§ **AIM OF THE EXERCISE**
Copy the entries word for word, beginning at the line containing "The service SHOULD locate every instance of the grey" and continuing through the line containing "259], [608, 255]]". Leave out the pictures.

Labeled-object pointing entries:
╭──

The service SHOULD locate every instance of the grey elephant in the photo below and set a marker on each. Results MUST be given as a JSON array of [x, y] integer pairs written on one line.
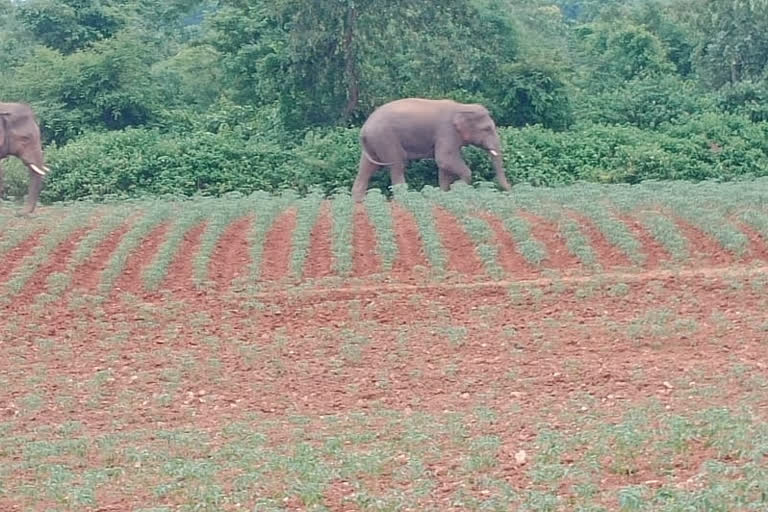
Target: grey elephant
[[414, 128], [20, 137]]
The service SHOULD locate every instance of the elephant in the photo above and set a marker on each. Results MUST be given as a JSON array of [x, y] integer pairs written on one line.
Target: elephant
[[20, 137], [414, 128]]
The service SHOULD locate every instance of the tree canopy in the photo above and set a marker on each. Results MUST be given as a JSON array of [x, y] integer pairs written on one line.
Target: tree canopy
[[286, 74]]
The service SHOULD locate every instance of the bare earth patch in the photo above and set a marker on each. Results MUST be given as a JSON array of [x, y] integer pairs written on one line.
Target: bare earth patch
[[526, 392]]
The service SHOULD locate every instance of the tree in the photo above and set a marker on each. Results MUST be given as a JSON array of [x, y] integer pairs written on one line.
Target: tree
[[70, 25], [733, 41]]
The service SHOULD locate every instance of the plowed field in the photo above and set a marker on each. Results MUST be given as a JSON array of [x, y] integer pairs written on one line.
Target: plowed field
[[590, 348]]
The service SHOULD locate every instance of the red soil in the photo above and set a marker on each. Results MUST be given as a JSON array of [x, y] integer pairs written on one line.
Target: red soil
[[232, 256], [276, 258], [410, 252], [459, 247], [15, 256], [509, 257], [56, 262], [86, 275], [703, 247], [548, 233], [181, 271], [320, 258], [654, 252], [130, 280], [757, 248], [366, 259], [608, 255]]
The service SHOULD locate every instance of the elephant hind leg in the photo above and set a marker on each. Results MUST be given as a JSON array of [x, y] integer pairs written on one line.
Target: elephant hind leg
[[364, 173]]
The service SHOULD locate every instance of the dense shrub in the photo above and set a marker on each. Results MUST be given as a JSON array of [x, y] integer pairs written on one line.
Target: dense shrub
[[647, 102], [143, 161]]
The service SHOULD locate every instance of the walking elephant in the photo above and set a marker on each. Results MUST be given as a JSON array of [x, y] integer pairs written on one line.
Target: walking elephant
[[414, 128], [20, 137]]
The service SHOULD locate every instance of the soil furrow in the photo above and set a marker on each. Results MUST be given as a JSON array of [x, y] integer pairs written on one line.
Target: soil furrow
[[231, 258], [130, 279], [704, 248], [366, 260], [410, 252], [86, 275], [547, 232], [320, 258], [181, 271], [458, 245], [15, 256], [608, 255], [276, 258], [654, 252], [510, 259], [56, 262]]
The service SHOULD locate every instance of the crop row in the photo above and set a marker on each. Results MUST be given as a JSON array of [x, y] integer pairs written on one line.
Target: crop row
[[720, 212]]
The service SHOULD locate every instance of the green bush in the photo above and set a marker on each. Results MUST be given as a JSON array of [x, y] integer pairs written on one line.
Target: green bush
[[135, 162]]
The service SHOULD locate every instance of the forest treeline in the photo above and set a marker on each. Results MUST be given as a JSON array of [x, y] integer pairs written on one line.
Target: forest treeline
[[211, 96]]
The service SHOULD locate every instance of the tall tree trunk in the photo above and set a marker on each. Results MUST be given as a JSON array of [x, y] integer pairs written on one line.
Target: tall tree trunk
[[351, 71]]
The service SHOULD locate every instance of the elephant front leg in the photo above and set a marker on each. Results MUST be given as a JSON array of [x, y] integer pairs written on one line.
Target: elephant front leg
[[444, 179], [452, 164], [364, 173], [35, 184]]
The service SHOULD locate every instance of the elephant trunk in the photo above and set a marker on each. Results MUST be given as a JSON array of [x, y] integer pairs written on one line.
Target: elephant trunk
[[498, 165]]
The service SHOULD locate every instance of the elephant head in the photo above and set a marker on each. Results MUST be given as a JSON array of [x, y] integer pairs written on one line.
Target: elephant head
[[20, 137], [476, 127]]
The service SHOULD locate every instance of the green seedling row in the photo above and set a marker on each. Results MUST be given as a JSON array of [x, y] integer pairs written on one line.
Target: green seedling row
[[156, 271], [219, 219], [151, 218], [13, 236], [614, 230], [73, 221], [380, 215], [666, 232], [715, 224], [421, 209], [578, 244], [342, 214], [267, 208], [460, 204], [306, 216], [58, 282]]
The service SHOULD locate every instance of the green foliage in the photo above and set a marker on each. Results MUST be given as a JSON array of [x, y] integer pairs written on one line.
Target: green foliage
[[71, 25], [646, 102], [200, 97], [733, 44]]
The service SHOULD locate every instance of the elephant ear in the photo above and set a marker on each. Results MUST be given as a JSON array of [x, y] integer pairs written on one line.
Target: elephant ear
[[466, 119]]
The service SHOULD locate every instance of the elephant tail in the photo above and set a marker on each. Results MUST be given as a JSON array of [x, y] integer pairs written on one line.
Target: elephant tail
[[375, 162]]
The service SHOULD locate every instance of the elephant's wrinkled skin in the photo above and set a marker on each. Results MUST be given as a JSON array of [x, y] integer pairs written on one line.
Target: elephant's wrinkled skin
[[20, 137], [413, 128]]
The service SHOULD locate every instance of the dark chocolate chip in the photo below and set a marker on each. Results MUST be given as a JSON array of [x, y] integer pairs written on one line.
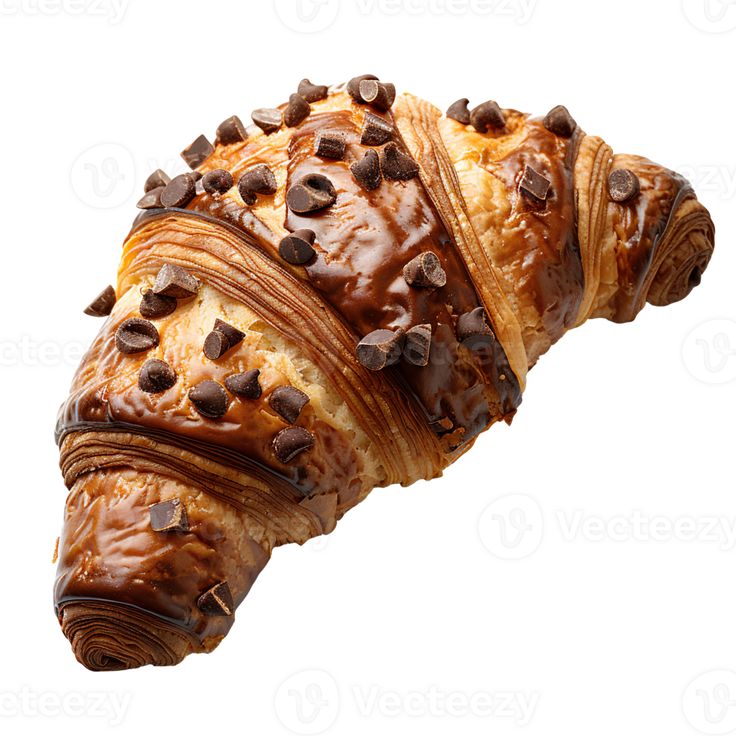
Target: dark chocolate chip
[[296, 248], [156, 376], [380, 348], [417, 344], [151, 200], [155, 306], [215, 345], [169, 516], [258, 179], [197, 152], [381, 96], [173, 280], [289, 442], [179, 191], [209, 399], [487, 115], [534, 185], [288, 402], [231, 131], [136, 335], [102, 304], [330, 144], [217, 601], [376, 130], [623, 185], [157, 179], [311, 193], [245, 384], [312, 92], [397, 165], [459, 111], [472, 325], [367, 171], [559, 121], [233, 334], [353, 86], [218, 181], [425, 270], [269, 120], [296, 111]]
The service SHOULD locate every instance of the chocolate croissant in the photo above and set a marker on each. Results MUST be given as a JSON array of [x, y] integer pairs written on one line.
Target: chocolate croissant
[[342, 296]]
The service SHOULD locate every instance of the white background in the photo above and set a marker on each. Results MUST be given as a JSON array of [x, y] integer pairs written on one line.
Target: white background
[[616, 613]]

╰──
╭──

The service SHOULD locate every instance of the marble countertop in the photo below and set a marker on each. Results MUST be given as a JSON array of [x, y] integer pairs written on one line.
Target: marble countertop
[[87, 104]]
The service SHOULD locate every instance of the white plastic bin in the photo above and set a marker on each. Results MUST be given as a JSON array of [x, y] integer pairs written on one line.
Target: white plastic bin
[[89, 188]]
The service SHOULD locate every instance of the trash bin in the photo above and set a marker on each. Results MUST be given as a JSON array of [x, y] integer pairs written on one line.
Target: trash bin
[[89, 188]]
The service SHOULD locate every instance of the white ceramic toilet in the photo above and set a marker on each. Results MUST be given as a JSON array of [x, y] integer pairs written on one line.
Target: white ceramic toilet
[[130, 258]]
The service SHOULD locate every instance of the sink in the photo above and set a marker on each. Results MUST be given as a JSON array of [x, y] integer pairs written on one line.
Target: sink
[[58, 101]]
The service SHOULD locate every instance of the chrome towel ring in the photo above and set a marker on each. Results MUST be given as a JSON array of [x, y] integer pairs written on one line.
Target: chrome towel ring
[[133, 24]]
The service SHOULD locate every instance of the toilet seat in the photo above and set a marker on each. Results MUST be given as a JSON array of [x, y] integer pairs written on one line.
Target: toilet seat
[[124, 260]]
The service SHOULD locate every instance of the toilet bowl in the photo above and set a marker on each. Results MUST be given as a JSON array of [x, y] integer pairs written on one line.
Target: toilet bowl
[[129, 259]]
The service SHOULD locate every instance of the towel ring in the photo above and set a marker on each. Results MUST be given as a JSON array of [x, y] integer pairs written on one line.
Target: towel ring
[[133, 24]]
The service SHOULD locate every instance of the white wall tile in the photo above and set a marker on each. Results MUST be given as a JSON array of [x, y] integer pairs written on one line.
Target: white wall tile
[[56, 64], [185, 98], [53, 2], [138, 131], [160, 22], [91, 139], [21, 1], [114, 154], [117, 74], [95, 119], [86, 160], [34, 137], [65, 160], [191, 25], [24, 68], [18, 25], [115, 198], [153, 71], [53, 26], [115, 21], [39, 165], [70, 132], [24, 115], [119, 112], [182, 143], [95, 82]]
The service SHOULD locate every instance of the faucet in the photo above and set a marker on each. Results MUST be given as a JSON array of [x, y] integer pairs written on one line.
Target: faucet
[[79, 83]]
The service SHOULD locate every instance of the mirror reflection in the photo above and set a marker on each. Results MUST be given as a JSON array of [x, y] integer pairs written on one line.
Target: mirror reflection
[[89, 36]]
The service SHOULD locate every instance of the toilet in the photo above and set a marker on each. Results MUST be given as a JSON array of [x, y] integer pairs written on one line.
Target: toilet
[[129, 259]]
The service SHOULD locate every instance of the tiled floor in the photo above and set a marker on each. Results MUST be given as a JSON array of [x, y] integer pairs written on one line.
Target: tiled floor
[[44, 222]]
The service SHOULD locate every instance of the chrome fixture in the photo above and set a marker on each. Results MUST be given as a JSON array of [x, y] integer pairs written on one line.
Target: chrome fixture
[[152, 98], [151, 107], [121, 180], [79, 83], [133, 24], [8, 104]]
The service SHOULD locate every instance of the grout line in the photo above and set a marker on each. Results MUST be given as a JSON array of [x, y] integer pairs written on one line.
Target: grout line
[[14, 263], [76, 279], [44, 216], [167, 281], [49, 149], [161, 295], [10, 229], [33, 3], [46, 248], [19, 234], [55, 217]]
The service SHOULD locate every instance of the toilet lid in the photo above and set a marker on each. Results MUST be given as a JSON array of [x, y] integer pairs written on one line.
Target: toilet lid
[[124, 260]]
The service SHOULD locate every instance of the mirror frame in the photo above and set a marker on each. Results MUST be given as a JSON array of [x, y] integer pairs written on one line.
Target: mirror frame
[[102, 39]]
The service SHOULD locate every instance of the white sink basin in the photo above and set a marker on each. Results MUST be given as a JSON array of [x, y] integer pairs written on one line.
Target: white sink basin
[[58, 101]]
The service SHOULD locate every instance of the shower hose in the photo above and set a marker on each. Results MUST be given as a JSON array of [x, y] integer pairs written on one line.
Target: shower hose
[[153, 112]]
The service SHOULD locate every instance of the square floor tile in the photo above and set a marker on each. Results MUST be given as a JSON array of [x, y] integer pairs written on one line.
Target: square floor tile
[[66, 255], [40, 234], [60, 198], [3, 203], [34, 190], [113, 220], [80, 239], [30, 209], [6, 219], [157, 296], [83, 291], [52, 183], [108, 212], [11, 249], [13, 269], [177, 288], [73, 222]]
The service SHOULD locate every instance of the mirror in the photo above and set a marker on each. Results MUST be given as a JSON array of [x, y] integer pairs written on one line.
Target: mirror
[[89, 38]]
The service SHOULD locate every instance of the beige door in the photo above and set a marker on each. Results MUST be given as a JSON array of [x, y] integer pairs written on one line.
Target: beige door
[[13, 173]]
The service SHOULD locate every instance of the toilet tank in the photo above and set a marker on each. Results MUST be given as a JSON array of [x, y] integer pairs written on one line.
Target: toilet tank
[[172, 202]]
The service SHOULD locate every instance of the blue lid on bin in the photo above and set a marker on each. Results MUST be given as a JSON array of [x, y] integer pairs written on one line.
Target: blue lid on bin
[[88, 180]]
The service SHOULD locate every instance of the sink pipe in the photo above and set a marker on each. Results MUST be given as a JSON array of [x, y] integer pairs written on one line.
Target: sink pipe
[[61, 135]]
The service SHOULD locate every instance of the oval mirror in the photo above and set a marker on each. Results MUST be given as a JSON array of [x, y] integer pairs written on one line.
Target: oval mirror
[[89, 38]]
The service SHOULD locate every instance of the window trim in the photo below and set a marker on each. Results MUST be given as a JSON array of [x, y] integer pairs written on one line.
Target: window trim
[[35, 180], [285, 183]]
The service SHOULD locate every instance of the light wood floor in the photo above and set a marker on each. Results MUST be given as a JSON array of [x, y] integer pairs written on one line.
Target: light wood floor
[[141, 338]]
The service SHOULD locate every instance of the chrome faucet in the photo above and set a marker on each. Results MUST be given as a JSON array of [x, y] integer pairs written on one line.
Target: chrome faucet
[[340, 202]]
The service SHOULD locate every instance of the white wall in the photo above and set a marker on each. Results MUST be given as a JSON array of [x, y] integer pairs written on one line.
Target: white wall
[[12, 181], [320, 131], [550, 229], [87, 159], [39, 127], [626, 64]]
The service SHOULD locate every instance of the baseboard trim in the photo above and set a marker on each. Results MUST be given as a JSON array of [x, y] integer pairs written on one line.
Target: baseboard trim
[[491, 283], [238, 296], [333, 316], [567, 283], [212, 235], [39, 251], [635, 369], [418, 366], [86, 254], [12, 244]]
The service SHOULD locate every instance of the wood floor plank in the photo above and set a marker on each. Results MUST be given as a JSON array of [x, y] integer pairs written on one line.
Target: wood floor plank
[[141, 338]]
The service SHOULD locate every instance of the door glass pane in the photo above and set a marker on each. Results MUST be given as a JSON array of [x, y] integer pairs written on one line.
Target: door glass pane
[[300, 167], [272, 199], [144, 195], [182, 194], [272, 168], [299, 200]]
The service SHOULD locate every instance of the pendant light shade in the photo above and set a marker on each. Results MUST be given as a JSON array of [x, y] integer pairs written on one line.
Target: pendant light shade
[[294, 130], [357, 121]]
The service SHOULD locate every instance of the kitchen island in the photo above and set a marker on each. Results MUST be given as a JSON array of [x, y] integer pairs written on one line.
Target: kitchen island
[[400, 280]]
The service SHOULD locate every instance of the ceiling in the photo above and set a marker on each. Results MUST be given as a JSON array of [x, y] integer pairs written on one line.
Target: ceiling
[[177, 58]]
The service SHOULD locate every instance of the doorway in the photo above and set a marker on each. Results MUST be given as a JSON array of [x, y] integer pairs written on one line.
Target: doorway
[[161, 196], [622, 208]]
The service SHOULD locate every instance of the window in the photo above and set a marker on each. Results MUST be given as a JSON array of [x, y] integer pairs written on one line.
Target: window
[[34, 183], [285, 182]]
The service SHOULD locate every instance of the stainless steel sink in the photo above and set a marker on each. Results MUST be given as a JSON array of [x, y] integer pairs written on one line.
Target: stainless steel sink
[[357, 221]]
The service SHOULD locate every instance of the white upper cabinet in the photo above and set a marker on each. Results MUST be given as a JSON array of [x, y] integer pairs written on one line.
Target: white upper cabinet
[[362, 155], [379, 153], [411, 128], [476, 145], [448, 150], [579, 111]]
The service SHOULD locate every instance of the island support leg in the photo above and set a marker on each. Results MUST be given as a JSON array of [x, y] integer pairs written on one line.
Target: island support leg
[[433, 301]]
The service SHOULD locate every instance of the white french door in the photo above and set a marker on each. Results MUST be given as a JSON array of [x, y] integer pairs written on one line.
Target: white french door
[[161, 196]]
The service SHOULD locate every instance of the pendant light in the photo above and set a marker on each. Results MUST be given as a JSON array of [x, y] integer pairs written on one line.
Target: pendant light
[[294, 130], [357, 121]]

╰──
╭──

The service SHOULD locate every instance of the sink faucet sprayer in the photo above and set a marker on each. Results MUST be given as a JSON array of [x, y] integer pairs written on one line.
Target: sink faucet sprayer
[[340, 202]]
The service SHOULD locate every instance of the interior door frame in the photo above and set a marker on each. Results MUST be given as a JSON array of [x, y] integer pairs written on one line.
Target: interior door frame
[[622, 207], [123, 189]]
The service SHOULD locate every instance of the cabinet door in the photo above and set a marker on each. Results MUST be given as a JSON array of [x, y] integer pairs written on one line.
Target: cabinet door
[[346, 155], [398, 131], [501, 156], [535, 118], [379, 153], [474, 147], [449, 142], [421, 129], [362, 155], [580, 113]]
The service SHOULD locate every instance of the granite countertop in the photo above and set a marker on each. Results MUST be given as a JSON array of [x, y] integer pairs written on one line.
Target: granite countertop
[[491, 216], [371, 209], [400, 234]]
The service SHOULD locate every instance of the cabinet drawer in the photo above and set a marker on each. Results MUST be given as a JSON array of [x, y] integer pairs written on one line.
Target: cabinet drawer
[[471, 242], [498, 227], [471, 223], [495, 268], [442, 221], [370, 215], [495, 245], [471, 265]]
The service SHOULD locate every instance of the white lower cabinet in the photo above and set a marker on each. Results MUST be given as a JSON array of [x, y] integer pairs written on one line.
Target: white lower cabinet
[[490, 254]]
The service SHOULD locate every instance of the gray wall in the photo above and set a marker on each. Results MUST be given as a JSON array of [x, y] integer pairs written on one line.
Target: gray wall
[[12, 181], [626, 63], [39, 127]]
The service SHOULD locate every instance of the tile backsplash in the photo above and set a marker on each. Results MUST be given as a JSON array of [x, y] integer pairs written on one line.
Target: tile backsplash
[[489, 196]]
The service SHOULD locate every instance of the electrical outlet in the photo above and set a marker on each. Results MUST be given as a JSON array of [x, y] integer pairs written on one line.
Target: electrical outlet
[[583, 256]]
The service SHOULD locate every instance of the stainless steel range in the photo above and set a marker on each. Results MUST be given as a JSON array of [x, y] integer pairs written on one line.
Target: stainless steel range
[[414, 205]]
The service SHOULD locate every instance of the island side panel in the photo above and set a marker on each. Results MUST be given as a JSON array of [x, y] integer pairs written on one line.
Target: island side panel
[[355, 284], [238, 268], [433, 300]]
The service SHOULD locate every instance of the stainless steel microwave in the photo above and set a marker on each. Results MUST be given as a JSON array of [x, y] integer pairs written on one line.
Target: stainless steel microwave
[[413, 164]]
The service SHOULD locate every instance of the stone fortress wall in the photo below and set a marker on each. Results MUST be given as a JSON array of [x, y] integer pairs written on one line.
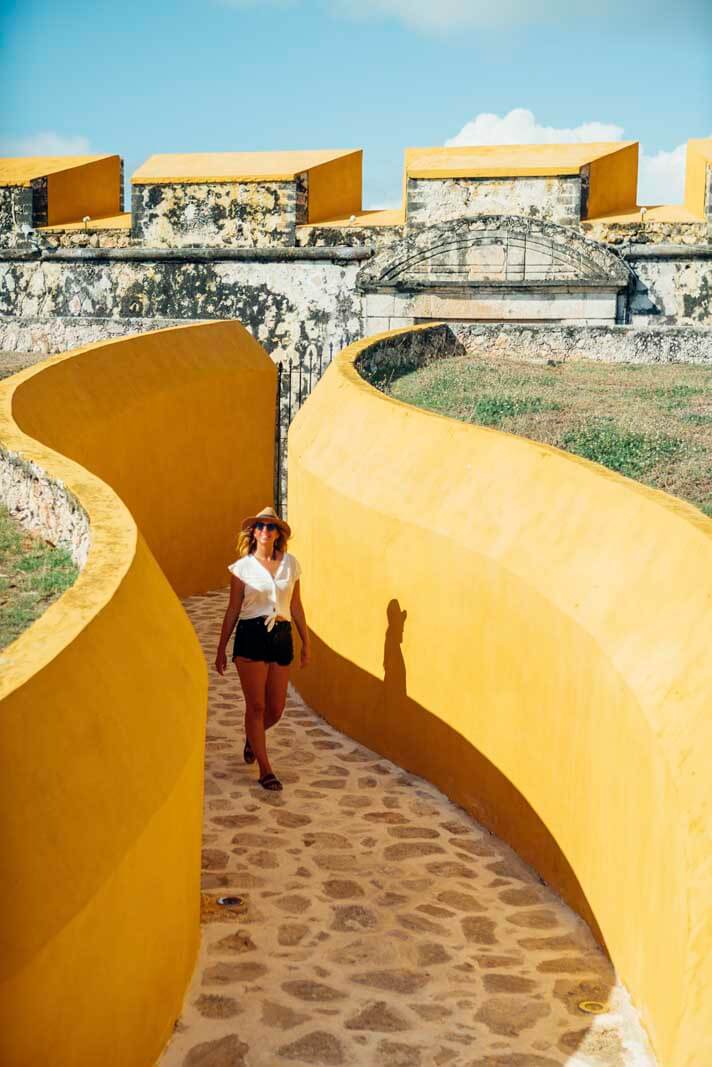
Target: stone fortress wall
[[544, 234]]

╰──

§ **COMPLETE RESPONSE**
The service SHOULD locate every instance of the grey elephant in the photo below and set a marker on each. Results MUST be given as a JSON array of [x, y] integer pairs written on one line.
Target: grey elephant
[[414, 128], [20, 137]]
The service SHOULD locate every instance of the elephant in the photo above and set a marker on each. Results MUST be given as a JSON array of [x, y] integer pairs written on one line.
Target: elephant
[[20, 137], [414, 128]]
The service SHOULD locate every instance of the tree canopy in the photo above and set a marker on each. Results MUST be given as a JSON array of [x, y] integer pairs written on one line.
Target: tree canopy
[[286, 74]]
The service SHOULD locate every instance of the bare earth patch in the photo above and set a marker on each. Results MUST be given as a JSON array of [x, y] integer pairs written on one line.
Target: bare earth patch
[[526, 392]]
The service SHOULD locate every instance of the tree in the photo above and set a marker on each. Results MUST be given as a JSON array of [x, y] integer pairs written on one line.
Target: tree
[[70, 25], [733, 41]]
The service SHOULD locate every instance of the plowed field in the photo above and set a marker on each. Results MUST be given as a JSON array of [x, y] integer pairs written on one line.
Target: plowed field
[[590, 348]]
The service SHOULD locate every instance of the red soil in the photo above and set a marker on each. Results MUST be given as a JSON array of [x, y] integer pairs written on one line.
Target: red soil
[[232, 256], [276, 258], [410, 252], [459, 247], [15, 256], [509, 257], [56, 262], [86, 275], [703, 247], [548, 233], [181, 271], [320, 258], [654, 252], [130, 280], [757, 248], [366, 259], [608, 255]]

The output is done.